Task inputs START
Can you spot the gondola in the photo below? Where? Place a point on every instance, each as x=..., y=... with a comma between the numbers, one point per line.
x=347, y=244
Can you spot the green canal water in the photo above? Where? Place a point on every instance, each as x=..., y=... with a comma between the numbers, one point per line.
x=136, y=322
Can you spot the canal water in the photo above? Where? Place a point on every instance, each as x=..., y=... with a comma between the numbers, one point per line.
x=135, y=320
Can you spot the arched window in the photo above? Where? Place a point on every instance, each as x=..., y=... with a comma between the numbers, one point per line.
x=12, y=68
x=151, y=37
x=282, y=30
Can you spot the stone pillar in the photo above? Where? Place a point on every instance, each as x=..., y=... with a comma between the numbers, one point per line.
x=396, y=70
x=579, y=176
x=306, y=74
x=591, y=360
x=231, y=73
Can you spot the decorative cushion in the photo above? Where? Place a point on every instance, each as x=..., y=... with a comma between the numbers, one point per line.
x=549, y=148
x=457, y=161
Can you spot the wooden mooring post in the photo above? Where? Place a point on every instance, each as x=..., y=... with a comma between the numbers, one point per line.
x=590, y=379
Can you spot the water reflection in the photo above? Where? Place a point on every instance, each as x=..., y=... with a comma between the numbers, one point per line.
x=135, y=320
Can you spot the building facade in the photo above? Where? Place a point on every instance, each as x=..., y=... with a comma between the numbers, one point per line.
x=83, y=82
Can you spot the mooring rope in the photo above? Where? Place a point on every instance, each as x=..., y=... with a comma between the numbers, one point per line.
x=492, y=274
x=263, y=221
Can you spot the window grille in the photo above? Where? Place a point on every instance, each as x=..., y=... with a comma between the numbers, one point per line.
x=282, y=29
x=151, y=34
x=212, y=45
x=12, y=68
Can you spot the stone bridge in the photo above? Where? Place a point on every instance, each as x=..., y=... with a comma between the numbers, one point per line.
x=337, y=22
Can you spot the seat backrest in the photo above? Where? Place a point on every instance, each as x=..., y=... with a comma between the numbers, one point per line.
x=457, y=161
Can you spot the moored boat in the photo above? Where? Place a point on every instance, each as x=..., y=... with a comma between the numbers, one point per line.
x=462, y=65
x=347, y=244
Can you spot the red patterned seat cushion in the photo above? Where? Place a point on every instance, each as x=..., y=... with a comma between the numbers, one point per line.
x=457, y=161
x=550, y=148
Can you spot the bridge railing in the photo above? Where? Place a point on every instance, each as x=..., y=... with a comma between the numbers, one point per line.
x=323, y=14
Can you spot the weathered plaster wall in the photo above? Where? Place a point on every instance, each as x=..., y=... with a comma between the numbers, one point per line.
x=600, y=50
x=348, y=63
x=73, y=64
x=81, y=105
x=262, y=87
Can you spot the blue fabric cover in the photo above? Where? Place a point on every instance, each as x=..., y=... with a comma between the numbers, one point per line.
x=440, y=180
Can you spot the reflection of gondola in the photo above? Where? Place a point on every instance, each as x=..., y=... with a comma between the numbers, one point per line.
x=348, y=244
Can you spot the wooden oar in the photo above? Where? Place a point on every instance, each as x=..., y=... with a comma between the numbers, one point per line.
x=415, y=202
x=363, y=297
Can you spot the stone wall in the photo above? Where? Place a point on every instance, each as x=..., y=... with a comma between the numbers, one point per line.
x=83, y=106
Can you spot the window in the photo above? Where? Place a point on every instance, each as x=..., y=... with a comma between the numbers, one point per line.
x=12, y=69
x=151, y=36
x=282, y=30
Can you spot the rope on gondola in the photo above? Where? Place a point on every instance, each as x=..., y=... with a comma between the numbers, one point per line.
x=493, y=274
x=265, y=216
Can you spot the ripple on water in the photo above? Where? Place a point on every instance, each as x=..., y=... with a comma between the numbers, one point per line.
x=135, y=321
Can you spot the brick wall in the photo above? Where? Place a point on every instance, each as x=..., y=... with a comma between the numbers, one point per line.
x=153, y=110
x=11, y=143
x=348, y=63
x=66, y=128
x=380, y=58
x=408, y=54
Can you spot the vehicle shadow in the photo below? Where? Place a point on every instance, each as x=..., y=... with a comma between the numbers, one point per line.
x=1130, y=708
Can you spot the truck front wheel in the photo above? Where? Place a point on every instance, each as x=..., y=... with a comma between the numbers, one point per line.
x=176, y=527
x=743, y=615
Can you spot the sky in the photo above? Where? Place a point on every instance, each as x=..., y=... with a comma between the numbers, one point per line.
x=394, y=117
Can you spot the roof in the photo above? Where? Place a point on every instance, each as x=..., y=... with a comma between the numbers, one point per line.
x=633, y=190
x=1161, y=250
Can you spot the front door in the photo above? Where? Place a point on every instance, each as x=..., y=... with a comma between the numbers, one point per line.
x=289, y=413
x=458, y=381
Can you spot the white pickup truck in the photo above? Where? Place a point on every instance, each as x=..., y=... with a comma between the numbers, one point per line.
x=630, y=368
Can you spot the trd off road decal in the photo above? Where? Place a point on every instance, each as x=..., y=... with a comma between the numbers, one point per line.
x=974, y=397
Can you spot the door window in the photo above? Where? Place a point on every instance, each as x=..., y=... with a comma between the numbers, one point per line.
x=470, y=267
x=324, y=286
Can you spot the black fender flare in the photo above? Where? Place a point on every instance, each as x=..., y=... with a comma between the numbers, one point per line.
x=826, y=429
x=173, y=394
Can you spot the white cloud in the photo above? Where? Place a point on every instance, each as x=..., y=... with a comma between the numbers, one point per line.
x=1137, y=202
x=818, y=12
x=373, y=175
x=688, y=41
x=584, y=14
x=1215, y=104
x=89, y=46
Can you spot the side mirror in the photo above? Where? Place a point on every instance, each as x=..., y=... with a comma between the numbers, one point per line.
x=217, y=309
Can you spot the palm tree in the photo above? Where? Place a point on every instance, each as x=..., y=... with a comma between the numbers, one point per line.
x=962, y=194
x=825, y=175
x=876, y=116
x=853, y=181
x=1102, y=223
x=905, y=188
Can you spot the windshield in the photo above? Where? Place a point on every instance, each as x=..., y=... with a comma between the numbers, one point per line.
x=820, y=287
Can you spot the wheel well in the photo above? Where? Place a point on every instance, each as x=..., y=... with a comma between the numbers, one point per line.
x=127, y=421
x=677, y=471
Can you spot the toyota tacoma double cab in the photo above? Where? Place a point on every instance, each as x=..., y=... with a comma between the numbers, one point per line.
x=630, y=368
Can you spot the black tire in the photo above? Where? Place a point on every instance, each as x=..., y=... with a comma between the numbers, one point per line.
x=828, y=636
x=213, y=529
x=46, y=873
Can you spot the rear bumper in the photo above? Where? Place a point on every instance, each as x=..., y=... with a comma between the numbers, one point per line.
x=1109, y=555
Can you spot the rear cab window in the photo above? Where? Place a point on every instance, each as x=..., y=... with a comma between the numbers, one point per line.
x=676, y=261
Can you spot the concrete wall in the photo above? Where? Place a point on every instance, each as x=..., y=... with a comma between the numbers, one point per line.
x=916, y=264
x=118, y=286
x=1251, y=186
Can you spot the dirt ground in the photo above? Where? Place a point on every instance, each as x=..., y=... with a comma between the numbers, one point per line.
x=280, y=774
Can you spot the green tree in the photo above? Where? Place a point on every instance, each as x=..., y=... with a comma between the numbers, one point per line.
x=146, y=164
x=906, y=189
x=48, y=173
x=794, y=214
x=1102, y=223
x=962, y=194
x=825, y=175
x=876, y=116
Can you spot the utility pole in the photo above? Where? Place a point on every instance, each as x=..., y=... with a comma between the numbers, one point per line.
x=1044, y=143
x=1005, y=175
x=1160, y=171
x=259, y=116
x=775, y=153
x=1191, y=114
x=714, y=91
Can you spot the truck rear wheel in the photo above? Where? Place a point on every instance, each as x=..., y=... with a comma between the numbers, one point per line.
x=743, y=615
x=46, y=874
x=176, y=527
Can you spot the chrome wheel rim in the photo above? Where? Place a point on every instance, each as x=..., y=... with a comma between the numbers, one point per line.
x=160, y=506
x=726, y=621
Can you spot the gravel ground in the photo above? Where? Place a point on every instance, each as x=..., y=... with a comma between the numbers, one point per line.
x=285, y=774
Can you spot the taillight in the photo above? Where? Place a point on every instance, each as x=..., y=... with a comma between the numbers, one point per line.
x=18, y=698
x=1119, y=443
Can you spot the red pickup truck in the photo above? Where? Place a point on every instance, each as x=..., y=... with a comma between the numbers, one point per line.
Task inputs END
▶ Brief
Find the line containing "Can you spot the gravel" in the data above. Please transcribe it and every line after it, exactly.

▶ Result below
Can you spot the gravel ground in the photo above? Where? Place a point on every instance, each as x=..., y=... with a comma between the numbers, one point per line.
x=285, y=774
Can you spot the taillight in the photo above? Where? Place a point on every instance, each as x=..., y=... with a comma between the numbers, one point per line.
x=18, y=698
x=1119, y=443
Can you spot the red pickup truck in the photo above? Where? Place a point on every instance, each as x=..., y=... with a comma between the numbers, one point per line.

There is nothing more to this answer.